- GIVEN PASSAGE -
※

Figure 1. Dual role of IRF8 in cancer immunosurveillance. In comparison to immunocompetent (wild-type) hosts, interferon-regulatory factor 8 (IRF8)-deficient mice receiving B16.F10 melanoma cells exhibit accelerated tumor growth and an increased propensity to form lung metastasis. For the most part, this reflects the establishment of a highly immunosuppressive tumor microenvironment characterized by the expression of cytokines, chemokines, and pro-angiogenic factors that support tumor growth and metastasis. All these events are closely correlated with the epigenetic silencing of Irf8 in melanoma cells.

On the other hand, the immunological defects of Irf8 mice were paralleled by an early loss of IRF8 expression by transplanted B16 melanoma cells. In contrast, melanoma lesions developing in WT mice displayed detectable IRF8 expression, although the levels progressively declined along with tumor progression. These results suggest that the immunoenvironment is capable of shaping the phenotype of cancer cells in terms of gene expression, notably concerning the expression of oncosuppressive factors such as IRF8. Co-culture experiments in transwell chambers using splenocytes (as a representative population of bulk immune cells) and melanoma cells revealed that the expression levels of IRF8 in the latter can be directly modulated by soluble factors released by immune cells. Hence, while the immunosuppressive microenvironment provided by Irf8 mice was unable to sustain intratumoral IRF8 expression, the immunoenvironment of WT hosts released the soluble mediators that are required to this aim. Additional co-culture experiments performed in a microfluidic environment (using nanofabricated silicon-based devices) confirmed the existence of an active crosstalk between immune cells and malignant cells modulated by IRF8. Thus, IRF8 is capable to selectively induce and sustain the production of soluble factors that play a pivotal role in the balance between immunosurveillance and immune escape. Interleukin (IL)-27 and IL-6 were identified as central factors that modulate IRF8 expression, although other mediators may also be involved in this process. IL-27 is an attractive candidate for the development of anticancer immunotherapeutic interventions, as it mediates antineoplastic effects against melanoma cells through a mechanism that involves the upregulation of IRF1 and IRF8.

The administration of the demethylating agent 5-aza-2′-deoxycytidine (decitabine) to melanoma-bearing Irf8 mice induced a transient reversion of the cancer immunoenvironment toward a state characterized by DC and T-cell infiltration as well as by a specific chemokine/chemokine receptor pattern that mediated antineoplastic effects. Of note, while the Irf8 promoter in melanoma lesions developing in untreated Irf8 mice was highly methylated, the administration of decitabine resulted in its specific demethylation, restoring intratumoral IRF8 expression. These findings confirm the epigenetic control of Irf8 gene and demonstrate a close correlation between intratumoral IRF8 expression levels and the immune contexture of melanoma (Fig. 1).

Globally, the results of our studies identify IRF8 as a crucial modulator of melanoma progression operating at the interface between malignant cells and the immune infiltrate. We propose that immune effector cells actively infiltrating neoplastic lesions sustain the expression of IRF8 by melanoma cells, and, in turn, basal intratumoral levels of IRF8 are indispensable for maintaining an appropriate immunological microenvironment, in part through the modulation of soluble antitumor factors, thus favoring disease control. We envisage that this mechanism of mutual interplay between malignant and immune cells may also apply to other oncosuppressive factors, as recently proposed for IRF1 and NK cells in a murine model of lung metastasis. In this respect, oncosuppressive proteins like IRF8 may be re-viewed as clinically relevant biomarkers for the early treatment of melanoma and other solid tumors with approaches that combine targeted antineoplastic agents and immunotherapy.

※

- GIVEN DATA -
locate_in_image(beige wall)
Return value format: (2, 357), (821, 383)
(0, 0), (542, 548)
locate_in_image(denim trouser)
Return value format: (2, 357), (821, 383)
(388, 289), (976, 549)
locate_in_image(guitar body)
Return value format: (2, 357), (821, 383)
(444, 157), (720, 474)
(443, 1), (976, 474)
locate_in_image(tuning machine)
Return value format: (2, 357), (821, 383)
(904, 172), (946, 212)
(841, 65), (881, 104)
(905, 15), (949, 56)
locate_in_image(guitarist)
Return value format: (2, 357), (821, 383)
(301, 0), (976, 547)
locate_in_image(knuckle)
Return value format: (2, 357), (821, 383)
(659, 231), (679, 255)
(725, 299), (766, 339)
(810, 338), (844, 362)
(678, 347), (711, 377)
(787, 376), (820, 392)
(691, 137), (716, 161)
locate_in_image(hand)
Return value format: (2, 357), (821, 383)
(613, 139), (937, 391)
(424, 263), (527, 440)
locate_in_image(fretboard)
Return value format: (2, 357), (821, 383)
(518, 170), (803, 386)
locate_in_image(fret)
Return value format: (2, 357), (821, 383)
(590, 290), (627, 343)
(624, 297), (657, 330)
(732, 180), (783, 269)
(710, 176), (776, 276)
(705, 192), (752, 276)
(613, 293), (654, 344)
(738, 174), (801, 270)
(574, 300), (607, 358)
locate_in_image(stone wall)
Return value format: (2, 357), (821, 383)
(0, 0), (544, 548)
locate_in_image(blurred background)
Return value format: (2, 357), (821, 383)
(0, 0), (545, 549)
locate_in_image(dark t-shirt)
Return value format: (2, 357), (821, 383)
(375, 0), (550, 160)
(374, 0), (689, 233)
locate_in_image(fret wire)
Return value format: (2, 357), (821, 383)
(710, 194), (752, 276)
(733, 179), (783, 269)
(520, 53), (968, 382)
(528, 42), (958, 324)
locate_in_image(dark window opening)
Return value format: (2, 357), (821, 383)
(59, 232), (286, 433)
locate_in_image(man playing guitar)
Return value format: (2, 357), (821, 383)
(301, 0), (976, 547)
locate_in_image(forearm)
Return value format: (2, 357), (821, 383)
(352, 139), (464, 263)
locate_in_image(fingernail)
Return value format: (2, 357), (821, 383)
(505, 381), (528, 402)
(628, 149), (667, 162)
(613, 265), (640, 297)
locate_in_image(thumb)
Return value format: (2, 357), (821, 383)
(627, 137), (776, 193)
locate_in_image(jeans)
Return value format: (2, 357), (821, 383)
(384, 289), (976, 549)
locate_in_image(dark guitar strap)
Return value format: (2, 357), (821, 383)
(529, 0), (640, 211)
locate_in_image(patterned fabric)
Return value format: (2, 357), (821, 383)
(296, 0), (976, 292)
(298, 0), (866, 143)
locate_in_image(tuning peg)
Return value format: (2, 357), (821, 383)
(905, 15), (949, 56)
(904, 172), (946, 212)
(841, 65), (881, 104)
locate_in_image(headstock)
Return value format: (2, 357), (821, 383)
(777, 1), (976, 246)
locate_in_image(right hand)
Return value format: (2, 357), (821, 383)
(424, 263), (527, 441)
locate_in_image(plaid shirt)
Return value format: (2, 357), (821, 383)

※

Answer these questions from the passage on IRF8 in melanoma:
(a) Which demethylating agent was given to melanoma-bearing Irf8 mice?
(b) Which two interleukins were identified as central factors that modulate IRF8 expression?
(c) Which cells served as the representative population of bulk immune cells in the transwell co-culture experiments?
The records come from a different source than the text.

(a) 5-aza-2′-deoxycytidine (decitabine)
(b) IL-27 and IL-6
(c) Splenocytes